Task statement >> Pick out every line of the entries below where "positive" occurs, and copy those lines.

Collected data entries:
##############################

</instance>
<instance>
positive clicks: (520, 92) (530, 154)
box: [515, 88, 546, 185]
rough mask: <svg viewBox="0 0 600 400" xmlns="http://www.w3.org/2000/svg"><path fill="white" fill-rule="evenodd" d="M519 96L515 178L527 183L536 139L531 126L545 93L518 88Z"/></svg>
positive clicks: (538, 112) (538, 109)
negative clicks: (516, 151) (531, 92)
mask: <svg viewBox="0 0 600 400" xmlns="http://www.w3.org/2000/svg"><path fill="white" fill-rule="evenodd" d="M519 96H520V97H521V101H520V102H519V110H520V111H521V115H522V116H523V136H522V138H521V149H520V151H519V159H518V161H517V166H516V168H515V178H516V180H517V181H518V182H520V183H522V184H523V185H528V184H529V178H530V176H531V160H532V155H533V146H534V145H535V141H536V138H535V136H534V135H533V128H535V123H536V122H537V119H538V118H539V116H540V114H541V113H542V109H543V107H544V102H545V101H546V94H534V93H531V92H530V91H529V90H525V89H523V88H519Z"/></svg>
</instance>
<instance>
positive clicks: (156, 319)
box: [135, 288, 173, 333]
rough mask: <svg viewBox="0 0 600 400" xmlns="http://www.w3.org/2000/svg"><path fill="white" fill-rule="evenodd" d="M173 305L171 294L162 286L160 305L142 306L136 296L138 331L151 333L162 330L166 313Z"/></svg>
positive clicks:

##############################

Answer box >>
positive clicks: (520, 92) (530, 154)
positive clicks: (538, 112) (538, 109)
positive clicks: (156, 319)
positive clicks:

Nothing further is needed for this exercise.